__EXERCISE DIRECTIONS__
Write out exactly the lines below that run from the one containing "the bird, placing a dot on each." through the one containing "vegetation, placing a dot on each.", both included, with no other lines.

Point-per-instance localization data
+--
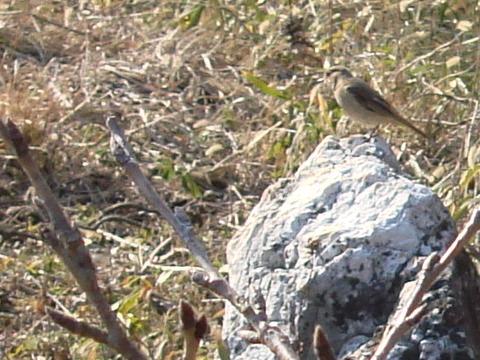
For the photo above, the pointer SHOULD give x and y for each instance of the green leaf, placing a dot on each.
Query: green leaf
(191, 186)
(192, 18)
(469, 175)
(262, 85)
(166, 169)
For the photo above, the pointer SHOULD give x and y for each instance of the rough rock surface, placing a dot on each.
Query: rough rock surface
(333, 246)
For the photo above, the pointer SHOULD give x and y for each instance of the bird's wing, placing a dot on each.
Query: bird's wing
(370, 99)
(374, 102)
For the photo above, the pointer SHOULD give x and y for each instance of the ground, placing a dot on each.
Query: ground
(219, 99)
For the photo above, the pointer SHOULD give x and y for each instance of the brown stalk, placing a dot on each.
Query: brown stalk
(67, 242)
(409, 314)
(270, 336)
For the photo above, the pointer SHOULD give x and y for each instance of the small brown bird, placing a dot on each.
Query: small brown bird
(363, 104)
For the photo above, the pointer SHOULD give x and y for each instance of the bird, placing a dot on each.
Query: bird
(362, 103)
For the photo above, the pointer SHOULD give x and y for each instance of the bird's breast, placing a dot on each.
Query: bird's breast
(356, 111)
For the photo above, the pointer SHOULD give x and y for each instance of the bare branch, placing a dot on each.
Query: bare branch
(193, 330)
(69, 246)
(270, 336)
(77, 327)
(407, 315)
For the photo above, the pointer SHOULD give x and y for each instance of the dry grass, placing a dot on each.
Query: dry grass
(217, 98)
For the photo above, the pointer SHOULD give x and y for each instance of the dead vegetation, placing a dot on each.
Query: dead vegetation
(217, 100)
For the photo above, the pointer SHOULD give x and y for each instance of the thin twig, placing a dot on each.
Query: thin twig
(69, 244)
(406, 316)
(271, 336)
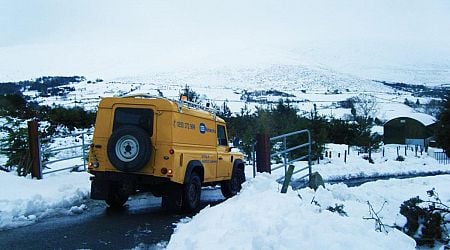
+--
__RESULT OF THE TASK__
For the photo above, the pointer SHOULD give x and y for each instance of the bird, placing a dot on each.
Query: bird
(362, 103)
For the photo above, the pointer SHOULD give x and y for each instance of the bird's breast, placing a dot on each.
Query: bird's breast
(356, 111)
For the photo above, the pointer SHOULD give x and y for each instance of the bare branch, placing a dot on each.
Query: bare branch
(193, 330)
(69, 246)
(270, 336)
(77, 327)
(407, 315)
For the photo above, the pointer SHOULD give x and y for each instance of the dry grass, placing a dot on each.
Query: dry grass
(217, 98)
For the photo above, the pointer SHOULD give x and y for each instance of the dead vegetation, placing a dot on each.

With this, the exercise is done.